Short task:
Copy the listing below verbatim, from the line with "Exercise. Point out every instance of the open" through the line with "x=362, y=842", including both of those lines and nothing outside them.

Data for this exercise:
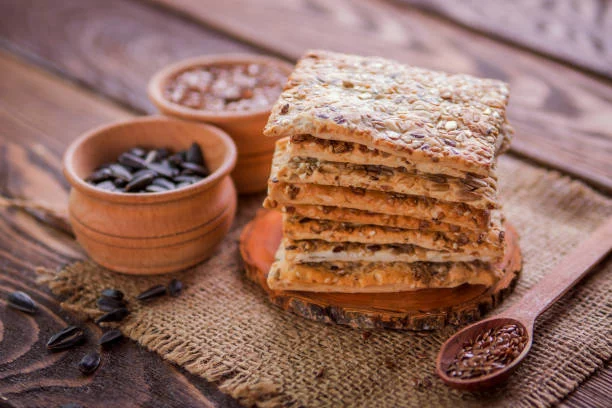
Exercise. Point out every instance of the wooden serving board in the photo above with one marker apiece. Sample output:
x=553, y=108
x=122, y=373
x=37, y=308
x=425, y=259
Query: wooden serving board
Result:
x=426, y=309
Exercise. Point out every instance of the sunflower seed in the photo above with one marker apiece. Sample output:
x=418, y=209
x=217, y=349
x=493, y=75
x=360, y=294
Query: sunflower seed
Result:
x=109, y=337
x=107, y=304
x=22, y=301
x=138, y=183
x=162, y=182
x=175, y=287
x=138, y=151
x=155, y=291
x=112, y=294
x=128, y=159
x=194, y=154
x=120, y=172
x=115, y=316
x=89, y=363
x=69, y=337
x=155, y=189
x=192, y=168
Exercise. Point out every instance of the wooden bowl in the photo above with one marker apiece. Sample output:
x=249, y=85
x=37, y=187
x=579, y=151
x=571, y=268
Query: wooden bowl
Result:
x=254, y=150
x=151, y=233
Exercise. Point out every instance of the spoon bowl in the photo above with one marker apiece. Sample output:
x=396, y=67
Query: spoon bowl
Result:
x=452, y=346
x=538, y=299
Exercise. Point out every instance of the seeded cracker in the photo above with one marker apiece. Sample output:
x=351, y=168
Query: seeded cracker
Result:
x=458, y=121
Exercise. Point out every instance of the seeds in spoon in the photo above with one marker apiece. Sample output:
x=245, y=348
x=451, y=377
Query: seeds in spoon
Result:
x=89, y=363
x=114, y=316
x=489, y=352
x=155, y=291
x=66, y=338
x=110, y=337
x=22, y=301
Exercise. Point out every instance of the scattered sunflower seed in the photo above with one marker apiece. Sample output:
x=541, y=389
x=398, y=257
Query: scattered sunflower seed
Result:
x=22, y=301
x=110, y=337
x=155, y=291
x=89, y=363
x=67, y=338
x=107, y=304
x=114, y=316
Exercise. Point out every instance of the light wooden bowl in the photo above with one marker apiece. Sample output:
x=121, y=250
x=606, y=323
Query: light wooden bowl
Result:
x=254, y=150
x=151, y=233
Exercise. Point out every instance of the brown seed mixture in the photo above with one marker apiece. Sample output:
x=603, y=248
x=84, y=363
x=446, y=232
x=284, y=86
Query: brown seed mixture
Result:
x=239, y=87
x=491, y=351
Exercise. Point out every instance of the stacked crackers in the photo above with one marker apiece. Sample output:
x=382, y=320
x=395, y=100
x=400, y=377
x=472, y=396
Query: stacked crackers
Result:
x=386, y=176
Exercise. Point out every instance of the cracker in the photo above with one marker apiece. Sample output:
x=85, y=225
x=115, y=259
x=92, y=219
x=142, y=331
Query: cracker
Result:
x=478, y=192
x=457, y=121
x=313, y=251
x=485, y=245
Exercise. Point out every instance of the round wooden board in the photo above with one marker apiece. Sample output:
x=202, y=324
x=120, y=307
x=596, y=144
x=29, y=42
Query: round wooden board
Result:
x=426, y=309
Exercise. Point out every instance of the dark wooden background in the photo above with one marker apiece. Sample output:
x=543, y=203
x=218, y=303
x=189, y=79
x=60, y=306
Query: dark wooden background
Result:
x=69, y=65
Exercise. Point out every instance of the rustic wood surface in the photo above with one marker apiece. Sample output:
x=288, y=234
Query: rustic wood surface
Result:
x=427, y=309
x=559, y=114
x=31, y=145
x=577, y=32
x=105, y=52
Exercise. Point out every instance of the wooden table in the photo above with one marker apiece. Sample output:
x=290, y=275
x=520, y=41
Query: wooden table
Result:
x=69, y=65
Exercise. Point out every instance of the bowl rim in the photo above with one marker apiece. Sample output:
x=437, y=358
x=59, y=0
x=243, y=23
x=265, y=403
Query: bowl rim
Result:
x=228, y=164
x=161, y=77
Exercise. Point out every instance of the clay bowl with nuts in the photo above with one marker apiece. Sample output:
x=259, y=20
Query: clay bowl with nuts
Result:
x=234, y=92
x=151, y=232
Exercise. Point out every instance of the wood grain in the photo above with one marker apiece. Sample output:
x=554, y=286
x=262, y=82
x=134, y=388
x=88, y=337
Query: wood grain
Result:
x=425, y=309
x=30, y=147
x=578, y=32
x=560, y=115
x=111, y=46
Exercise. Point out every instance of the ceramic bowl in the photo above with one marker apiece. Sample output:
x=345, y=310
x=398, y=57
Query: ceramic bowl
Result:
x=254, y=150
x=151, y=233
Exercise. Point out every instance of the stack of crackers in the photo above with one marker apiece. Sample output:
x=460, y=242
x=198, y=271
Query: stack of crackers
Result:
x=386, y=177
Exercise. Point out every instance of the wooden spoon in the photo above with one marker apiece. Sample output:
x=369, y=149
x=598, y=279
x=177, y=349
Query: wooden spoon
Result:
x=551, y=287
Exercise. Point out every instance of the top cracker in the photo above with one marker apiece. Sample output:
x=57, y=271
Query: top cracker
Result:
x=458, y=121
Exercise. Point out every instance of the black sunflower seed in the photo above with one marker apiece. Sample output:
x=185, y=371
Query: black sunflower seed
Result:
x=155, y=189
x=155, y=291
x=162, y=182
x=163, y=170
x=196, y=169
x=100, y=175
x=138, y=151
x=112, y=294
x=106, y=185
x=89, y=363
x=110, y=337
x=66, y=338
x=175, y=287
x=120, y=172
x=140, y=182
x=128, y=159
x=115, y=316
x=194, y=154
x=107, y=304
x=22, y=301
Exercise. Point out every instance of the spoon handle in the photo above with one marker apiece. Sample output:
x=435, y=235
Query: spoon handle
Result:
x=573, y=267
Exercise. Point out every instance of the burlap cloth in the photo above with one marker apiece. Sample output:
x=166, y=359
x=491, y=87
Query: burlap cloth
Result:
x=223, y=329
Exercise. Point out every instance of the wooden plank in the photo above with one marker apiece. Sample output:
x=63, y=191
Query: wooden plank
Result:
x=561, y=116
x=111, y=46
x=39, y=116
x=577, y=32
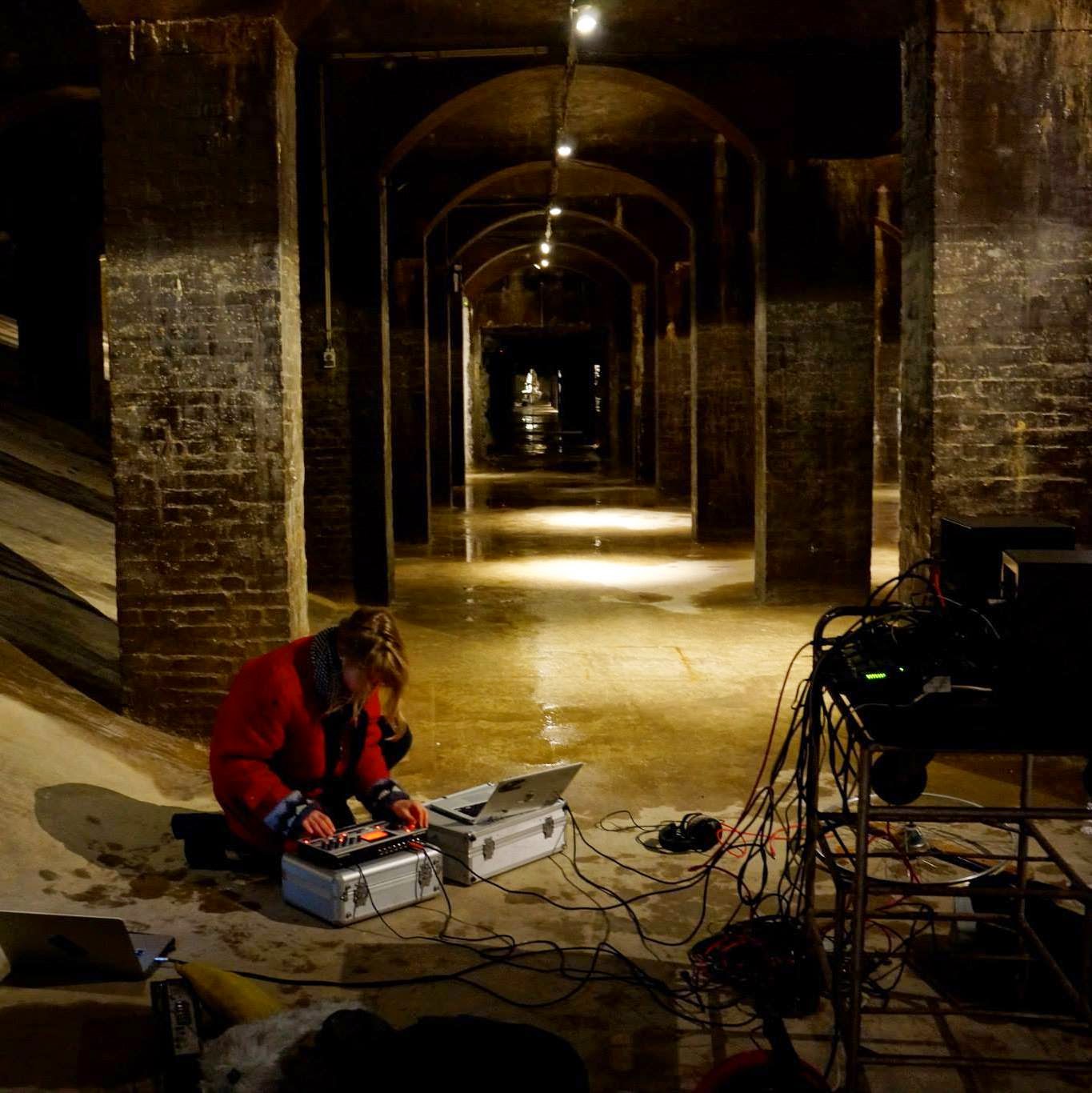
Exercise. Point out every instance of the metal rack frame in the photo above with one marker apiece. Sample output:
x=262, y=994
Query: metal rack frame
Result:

==

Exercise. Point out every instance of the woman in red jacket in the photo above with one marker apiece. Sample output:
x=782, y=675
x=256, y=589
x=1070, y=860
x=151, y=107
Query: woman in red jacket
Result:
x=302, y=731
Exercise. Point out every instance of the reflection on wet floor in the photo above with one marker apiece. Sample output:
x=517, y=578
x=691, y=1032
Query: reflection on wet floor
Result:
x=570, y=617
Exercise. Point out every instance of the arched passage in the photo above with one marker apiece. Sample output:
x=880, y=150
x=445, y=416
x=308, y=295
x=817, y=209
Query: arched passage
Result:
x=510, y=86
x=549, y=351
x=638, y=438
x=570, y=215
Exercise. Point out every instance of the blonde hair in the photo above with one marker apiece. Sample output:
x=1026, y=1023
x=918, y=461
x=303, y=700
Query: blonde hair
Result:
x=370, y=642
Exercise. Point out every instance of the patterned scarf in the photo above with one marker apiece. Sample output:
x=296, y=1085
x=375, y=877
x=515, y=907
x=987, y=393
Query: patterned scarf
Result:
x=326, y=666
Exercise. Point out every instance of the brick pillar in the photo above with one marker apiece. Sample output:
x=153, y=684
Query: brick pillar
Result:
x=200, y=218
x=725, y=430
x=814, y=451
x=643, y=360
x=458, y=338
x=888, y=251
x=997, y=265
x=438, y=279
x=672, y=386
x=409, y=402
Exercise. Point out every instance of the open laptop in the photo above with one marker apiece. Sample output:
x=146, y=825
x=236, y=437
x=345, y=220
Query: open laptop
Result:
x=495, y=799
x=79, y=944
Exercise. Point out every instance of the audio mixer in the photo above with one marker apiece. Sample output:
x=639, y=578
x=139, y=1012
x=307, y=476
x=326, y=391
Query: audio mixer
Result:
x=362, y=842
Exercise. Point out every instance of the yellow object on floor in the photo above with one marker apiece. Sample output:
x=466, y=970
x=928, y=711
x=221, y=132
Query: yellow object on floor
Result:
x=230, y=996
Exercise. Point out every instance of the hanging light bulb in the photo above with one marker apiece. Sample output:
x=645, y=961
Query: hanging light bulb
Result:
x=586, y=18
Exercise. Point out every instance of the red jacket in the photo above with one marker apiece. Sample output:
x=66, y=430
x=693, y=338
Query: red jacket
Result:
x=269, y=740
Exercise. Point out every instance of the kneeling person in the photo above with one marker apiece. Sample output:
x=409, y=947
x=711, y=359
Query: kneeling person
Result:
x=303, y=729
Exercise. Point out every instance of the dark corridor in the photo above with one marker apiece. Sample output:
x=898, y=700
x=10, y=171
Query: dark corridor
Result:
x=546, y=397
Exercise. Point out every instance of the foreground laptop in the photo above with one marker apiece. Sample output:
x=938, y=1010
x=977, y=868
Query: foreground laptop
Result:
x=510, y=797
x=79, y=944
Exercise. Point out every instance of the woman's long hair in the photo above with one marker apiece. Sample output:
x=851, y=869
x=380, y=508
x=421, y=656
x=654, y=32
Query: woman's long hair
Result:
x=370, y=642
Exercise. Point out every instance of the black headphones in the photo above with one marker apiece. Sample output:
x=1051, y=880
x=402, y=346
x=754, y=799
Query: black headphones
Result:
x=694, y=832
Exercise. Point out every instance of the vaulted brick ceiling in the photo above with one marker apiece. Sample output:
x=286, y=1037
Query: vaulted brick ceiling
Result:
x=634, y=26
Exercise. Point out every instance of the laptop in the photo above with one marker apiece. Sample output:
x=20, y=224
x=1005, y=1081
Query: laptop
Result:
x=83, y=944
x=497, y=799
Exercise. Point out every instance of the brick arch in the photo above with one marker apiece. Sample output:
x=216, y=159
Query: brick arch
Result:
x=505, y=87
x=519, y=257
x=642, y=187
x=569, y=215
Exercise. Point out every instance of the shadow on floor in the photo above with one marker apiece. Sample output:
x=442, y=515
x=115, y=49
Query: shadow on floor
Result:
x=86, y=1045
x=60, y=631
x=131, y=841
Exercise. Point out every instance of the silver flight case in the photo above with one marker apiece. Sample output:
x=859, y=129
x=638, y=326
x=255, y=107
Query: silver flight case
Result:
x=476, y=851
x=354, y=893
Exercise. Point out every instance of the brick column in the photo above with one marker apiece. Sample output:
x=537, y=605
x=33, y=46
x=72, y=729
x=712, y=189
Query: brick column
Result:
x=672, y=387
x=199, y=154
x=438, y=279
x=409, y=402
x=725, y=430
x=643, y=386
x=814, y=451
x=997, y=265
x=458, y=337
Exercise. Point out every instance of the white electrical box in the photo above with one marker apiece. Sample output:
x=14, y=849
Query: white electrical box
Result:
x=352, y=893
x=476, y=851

---

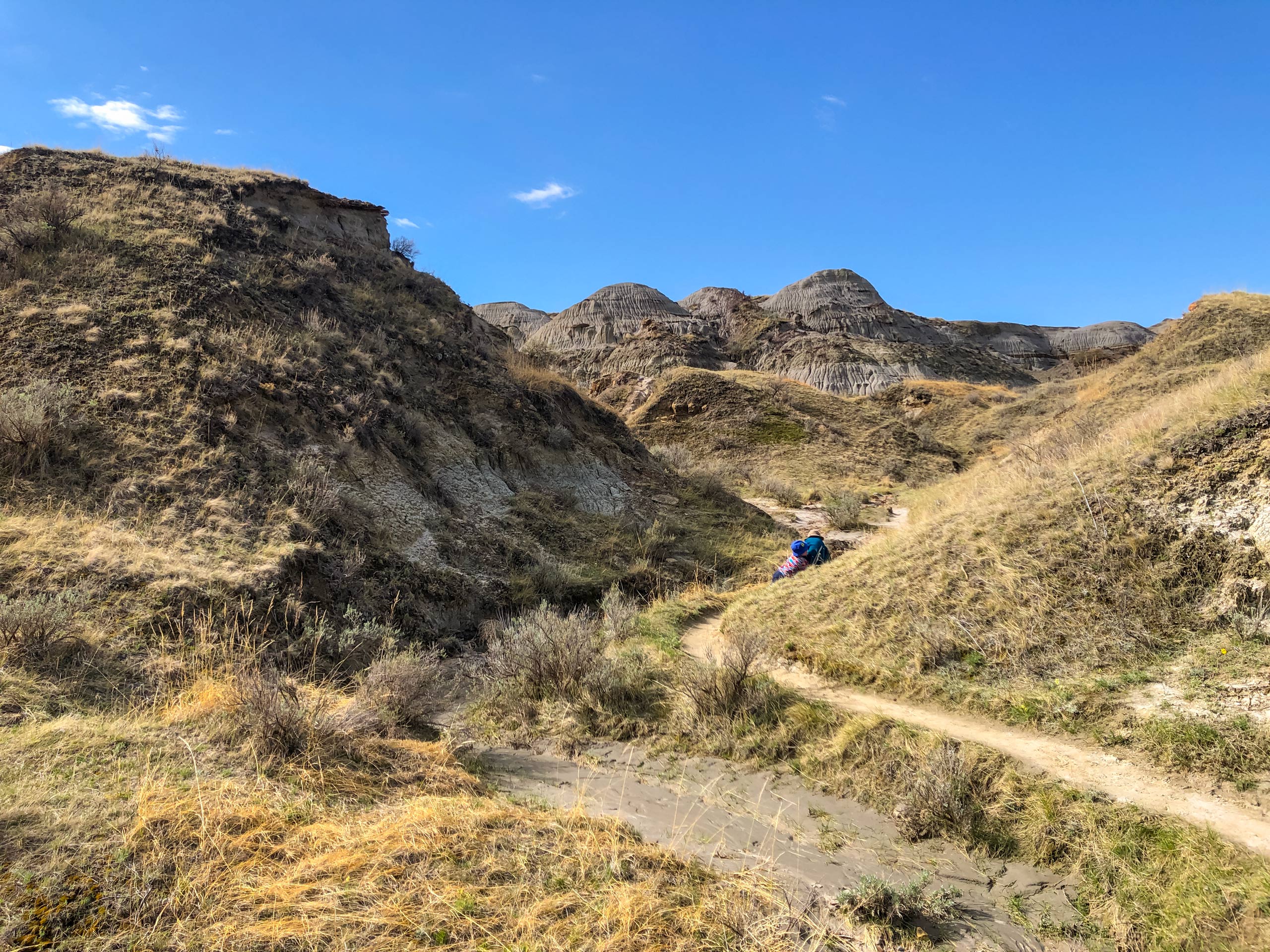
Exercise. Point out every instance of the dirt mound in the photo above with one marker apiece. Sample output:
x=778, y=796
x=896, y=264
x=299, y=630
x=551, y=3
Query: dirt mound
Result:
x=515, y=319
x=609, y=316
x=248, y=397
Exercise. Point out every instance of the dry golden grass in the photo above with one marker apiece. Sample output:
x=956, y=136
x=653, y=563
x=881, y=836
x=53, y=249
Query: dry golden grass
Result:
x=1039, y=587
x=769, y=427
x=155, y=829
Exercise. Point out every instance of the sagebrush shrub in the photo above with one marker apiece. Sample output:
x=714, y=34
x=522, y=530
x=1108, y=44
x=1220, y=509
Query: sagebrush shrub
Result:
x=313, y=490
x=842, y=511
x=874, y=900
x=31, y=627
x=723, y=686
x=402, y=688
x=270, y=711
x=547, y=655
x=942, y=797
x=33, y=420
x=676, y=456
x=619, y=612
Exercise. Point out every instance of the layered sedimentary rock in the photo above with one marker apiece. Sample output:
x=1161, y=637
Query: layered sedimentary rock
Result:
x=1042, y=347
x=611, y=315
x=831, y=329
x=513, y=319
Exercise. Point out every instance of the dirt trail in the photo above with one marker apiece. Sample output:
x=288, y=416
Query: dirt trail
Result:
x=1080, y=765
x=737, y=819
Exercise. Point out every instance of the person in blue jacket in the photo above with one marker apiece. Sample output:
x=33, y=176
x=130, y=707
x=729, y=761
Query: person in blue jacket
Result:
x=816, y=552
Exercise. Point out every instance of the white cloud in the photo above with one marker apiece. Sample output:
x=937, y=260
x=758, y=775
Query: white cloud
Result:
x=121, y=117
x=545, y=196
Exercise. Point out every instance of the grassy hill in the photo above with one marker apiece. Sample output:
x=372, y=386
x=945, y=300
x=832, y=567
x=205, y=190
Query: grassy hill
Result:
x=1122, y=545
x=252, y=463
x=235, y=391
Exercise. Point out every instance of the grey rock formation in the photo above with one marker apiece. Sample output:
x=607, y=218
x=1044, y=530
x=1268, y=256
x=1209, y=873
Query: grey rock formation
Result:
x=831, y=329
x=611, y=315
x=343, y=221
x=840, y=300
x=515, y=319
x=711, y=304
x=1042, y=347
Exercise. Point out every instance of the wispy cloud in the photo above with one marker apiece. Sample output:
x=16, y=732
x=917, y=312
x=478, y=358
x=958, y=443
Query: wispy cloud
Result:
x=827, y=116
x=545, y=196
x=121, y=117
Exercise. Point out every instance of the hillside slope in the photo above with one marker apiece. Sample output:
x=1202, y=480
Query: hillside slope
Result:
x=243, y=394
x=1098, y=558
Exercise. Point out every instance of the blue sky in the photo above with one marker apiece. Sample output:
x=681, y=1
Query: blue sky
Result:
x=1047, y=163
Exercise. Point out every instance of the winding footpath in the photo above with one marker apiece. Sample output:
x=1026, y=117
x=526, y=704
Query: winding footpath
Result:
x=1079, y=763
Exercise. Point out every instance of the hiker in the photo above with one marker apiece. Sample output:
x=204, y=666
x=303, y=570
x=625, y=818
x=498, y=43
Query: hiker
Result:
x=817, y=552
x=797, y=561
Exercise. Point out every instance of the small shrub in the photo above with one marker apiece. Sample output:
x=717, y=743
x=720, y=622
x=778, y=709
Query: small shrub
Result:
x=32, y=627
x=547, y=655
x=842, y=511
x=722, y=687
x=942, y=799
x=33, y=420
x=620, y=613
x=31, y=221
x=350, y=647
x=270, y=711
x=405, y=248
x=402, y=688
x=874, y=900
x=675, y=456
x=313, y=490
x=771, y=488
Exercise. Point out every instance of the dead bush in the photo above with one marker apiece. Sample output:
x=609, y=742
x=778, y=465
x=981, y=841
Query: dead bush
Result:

Finished exercise:
Exercise. Point out every instance of the open laptop in the photo above with one marker apiece. Sample output:
x=146, y=825
x=236, y=437
x=345, y=220
Query: open laptop
Result:
x=495, y=799
x=79, y=944
Exercise. Point out every instance of the audio mixer in the photo above with one marker apiece. Sample output:
x=639, y=578
x=139, y=1012
x=307, y=476
x=326, y=391
Query: audio mixer
Result:
x=362, y=842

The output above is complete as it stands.